Work to be completed:
Recast every line of the items below as a Markdown table with the columns "No." and "Text," putting the row number in the first and the line in the second, and omit blank lines.

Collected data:
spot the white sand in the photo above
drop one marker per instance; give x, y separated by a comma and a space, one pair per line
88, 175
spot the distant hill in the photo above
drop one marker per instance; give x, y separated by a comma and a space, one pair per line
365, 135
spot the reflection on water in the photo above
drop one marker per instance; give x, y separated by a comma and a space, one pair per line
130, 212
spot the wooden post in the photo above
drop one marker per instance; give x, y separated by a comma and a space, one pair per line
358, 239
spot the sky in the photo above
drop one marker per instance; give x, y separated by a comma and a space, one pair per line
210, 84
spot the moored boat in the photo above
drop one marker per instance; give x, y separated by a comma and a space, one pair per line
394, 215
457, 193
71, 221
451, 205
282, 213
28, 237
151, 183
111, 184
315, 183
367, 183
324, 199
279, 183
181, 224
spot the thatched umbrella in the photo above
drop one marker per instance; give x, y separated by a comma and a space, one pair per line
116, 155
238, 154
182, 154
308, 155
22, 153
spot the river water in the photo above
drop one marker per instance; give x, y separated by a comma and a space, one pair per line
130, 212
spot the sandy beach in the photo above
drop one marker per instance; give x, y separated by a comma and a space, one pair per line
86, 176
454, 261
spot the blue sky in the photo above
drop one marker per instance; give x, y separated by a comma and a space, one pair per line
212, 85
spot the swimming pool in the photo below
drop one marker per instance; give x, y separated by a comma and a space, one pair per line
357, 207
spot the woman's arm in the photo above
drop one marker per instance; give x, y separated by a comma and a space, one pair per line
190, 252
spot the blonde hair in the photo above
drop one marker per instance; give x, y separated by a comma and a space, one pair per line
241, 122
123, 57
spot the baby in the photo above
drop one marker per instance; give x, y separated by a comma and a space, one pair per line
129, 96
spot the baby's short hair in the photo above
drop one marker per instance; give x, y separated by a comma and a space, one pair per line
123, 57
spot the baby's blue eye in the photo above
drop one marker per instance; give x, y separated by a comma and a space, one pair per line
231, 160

Task solution:
| No. | Text |
|---|---|
| 1 | spot the white sand in the photo above |
| 2 | drop one marker per instance; give x, y separated by a comma and a space, one pair per line |
| 3 | 88, 175 |
| 4 | spot the distant hill in the photo above |
| 5 | drop one marker per instance; give x, y separated by a comma and a space, one pair per line |
| 6 | 365, 135 |
| 7 | spot the reflection on water in the photo above |
| 8 | drop one marker per instance; give x, y separated by a comma and a space, one pair per line |
| 9 | 130, 212 |
| 10 | spot the wooden post in the photo above |
| 11 | drop one marker per instance; give x, y separated by a comma and a space, one pair per line |
| 12 | 358, 239 |
| 13 | spot the sky in the photo above |
| 14 | drop one marker per instance; give x, y separated by a comma and a space, one pair per line |
| 15 | 210, 84 |
| 16 | spot the moored boat in the photo above |
| 17 | drop one marker per instance; give x, y separated by a comma and a space, one pair per line |
| 18 | 394, 215 |
| 19 | 457, 193 |
| 20 | 71, 221 |
| 21 | 451, 205 |
| 22 | 282, 213 |
| 23 | 28, 237 |
| 24 | 151, 183 |
| 25 | 111, 184 |
| 26 | 315, 183 |
| 27 | 367, 183 |
| 28 | 324, 199 |
| 29 | 279, 183 |
| 30 | 181, 224 |
| 31 | spot the thatched umbrella in the photo above |
| 32 | drop one marker per instance; give x, y separated by a comma and a space, one pair per line |
| 33 | 116, 155 |
| 34 | 238, 154 |
| 35 | 182, 154 |
| 36 | 308, 155 |
| 37 | 22, 153 |
| 38 | spot the river water in the photo above |
| 39 | drop one marker per instance; give x, y separated by a comma and a space, one pair per line |
| 40 | 130, 212 |
| 41 | spot the sandy beach in the photo above |
| 42 | drop one marker per instance; give x, y separated by a comma and a space, one pair per line |
| 43 | 86, 176 |
| 44 | 454, 261 |
| 45 | spot the blue sky in the photo above |
| 46 | drop one marker per instance; give x, y separated by a comma and a space, one pair per line |
| 47 | 212, 85 |
| 48 | spot the swimming pool in the photo below |
| 49 | drop one marker per instance; give x, y separated by a comma and a space, one pair per line |
| 50 | 357, 207 |
| 51 | spot the woman's arm in the photo above |
| 52 | drop one marker per instance; give x, y separated by a comma and a space, one pair per line |
| 53 | 190, 252 |
| 54 | spot the blonde hair in the photo above |
| 55 | drop one marker per instance; give x, y separated by a comma and a space, one pair per line |
| 56 | 241, 122 |
| 57 | 123, 57 |
| 58 | spot the baby in the photo above |
| 59 | drop one marker per instance; give x, y separated by a comma and a space, one pair per line |
| 60 | 129, 96 |
| 61 | spot the baby's short hair in the photo above |
| 62 | drop one marker per instance; give x, y separated by a comma and a space, one pair per line |
| 63 | 123, 57 |
| 64 | spot the baby's blue eye in the photo above |
| 65 | drop one marker per instance; give x, y separated by a comma and a space, one pair per line |
| 66 | 231, 160 |